• **ACTIVITY**: The data is to be repeated exactly, with the images removed.
---------- DATASET RECORDS
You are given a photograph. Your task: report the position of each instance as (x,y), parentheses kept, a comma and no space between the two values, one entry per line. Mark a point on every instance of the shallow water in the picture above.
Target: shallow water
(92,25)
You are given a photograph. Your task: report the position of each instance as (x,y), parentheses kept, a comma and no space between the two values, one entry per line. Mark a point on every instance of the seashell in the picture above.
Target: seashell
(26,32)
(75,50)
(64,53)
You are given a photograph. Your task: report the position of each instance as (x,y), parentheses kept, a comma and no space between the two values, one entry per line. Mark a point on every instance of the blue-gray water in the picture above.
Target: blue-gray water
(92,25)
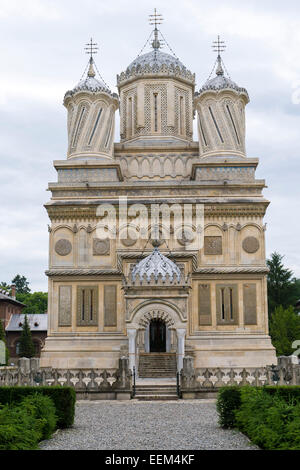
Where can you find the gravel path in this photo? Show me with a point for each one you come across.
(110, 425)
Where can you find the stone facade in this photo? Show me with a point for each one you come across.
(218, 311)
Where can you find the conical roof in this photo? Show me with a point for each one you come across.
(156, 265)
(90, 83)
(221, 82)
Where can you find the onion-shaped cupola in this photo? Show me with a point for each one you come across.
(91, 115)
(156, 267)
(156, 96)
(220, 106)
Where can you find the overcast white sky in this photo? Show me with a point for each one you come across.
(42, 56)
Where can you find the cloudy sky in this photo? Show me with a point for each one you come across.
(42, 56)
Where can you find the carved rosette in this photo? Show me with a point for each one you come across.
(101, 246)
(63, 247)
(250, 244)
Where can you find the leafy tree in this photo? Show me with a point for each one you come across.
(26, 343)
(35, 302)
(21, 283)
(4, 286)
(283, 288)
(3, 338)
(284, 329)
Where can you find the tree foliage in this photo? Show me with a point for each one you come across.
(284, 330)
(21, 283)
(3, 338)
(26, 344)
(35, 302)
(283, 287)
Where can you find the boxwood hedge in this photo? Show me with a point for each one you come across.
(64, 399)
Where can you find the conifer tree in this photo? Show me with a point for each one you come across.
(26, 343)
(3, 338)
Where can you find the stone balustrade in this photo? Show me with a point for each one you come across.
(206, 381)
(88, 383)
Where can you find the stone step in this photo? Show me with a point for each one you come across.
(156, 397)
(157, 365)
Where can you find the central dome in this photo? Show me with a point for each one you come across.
--------------------
• **EXERCISE OUTPUT**:
You are given a photograph. Your task: report the position of each instance as (x,y), parentheses kept, a comma and no space between the two values, one entry per line. Mark a point on every instance of the shallow water in the picture above.
Target: shallow water
(92,25)
You are given a photograph. Your task: report the position of each instance as (x,y), parentheses kept, a comma and no space between the two values, one entry per line. Mark a point on every instance of the seashell in the picture above.
Target: seashell
(26,32)
(75,50)
(64,53)
You are given a photograph. Your task: report the position of each instance as (x,y), parentheses kept, a comma and no space between the two values, one entry per line. Mark a point on every instance of the blue-gray water in the picture above.
Target: blue-gray water
(92,25)
Where can you find the gravel path in this photo? Show me with a point for each one you come across.
(110, 425)
Where can you find the stone facade in this photo? Show me with a point for each one you come across.
(218, 311)
Where can you find the conical roof in this photo? Show me with a point for each one you come across.
(156, 265)
(90, 83)
(221, 82)
Where can you find the onion-shaped cupola in this photo? Show me with a point for each one you come across.
(91, 115)
(156, 267)
(156, 96)
(220, 106)
Where can you find the overcast white sky in this photo? Show me with a point for each one you come across.
(42, 56)
Where can you find the cloudy sky in this photo? Show me with a point for each one you come across.
(42, 56)
Where can you find the carved rosette in this photo? Show me with a point for each one you come across.
(101, 246)
(63, 247)
(250, 244)
Where can you find the leafy tree in this photo? Show me with a point for each one you come across.
(26, 343)
(35, 302)
(21, 283)
(4, 286)
(283, 288)
(3, 338)
(284, 329)
Where can you find the tree foliage in this photo? Show me with a point for each one you come across.
(284, 330)
(21, 283)
(3, 338)
(26, 344)
(35, 302)
(283, 287)
Where can you find the boxwood hedge in this photo? Show me with a point for each one you come across.
(64, 399)
Where can you find the conifer tree in this photo? Show me with a point for each one you come across.
(26, 343)
(3, 338)
Where can you find the stone balustrade in this photo? Show me with a point for each one you come across.
(206, 381)
(88, 383)
Where can you find the stone step in this photo? Show me with a point for each one you come across.
(156, 397)
(157, 365)
Where can you find the central dome in this photo? Show me with a point for each one you come across.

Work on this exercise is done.